# TEXTE FOURNI
..........

Légendes canaques
AVANT-PROPOS
Au fur et à mesure que les sociétés humaines sont mieux connues, on s’aperçoit qu’elles présentent une variété dont on ne se doutait pas jadis. On a appris que les différences ne tiennent pas seulement à la couleur de la peau, à la façon de se nourrir et de s’abriter, ni à ce que les mœurs trahissent de surprenant et d’extraordinaire au premier coup d’œil. Les divergences sont plus profondes. Elles vont même si loin qu’on s’est demandé si elles n’avaient pas leur source dans une mentalité dite primitive, assez différente de la nôtre.

..........

# DONNÉES FOURNIES

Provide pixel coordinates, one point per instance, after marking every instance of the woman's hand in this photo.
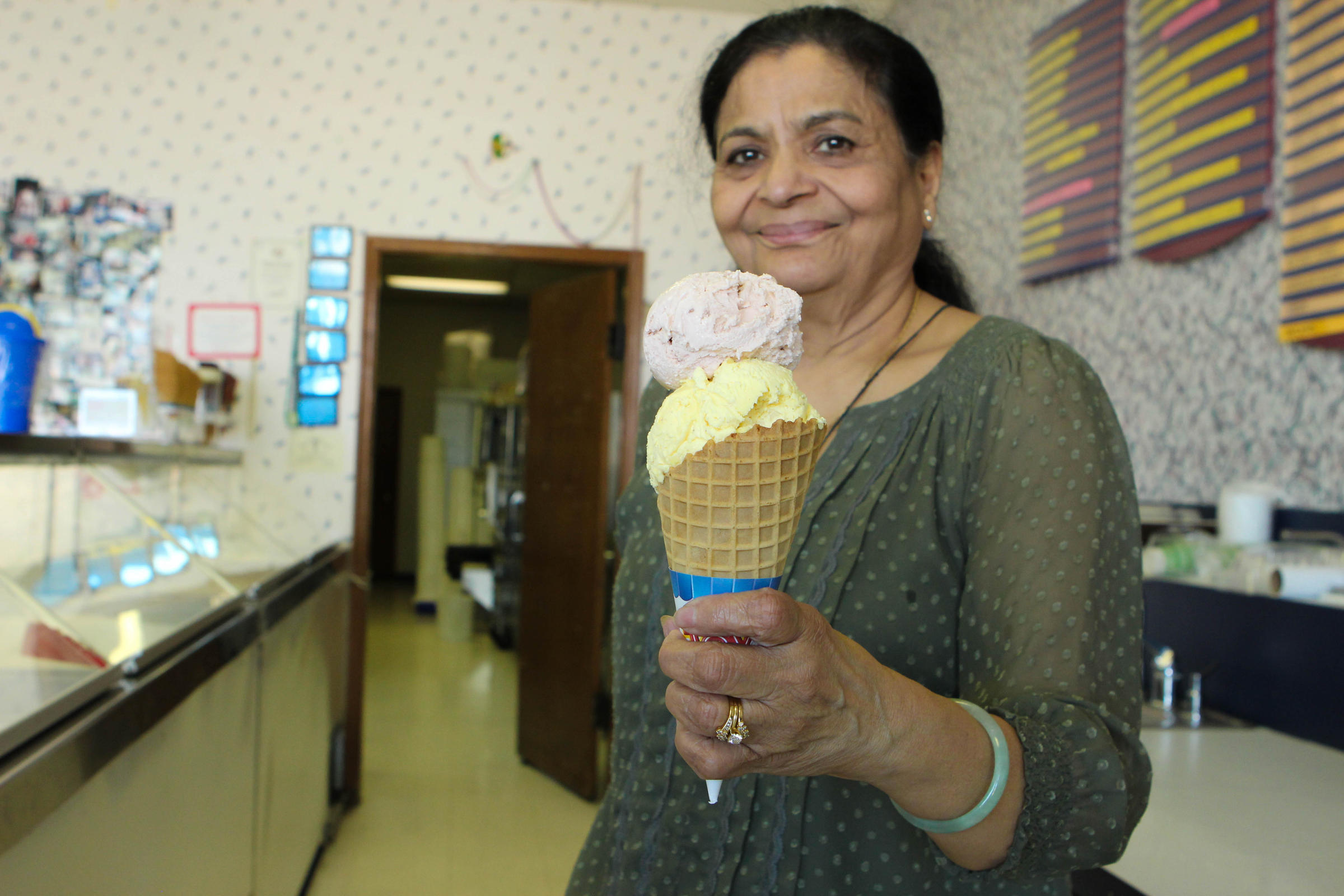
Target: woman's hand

..........

# TRAVAIL DEMANDÉ
A – D'après le texte fourni, dans quoi s'est-on demandé si les divergences entre sociétés humaines n'avaient pas leur source ?
B – Rédigez la suite du texte fourni, en reprenant juste après sa dernière phrase.

# CORRIGÉ DE L'EXERCICE
A – Dans une mentalité dite primitive, assez différente de la nôtre.

B –
Plus on s’efforce d’entrer dans les manières de penser de ces hommes dont les traditions, les croyances, les institutions semblent avoir peu d’éléments communs avec les nôtres, plus on les sent à la fois très près et très loin de nous. A considérer leur folklore, leurs contes, leurs proverbes, leur sens pratique, parfois même — s’il s’agit de sociétés déjà assez évoluées, comme en Polynésie ou en Afrique australe, — leur politique et leur religion, nous serions tentés de dire, selon les phrases que Leibniz aime à citer : « C’est tout comme icy ». Tutto il mondo è paese. Mais quand nous essayons de pénétrer plus avant, de suivre les démarches de l’esprit qui aboutissent à telle croyance inexplicable, à telle coutume révoltante pour nous, nous nous trouvons rejetés à une conclusion opposée. Nous sommes alors disposés à croire ces observateurs des Maoris et des Mélanésiens, par exemple, qui désespèrent de retrouver jamais les chemins par où la pensée des indigènes a passé. La porte est close sur eux. Personne ne la rouvrira.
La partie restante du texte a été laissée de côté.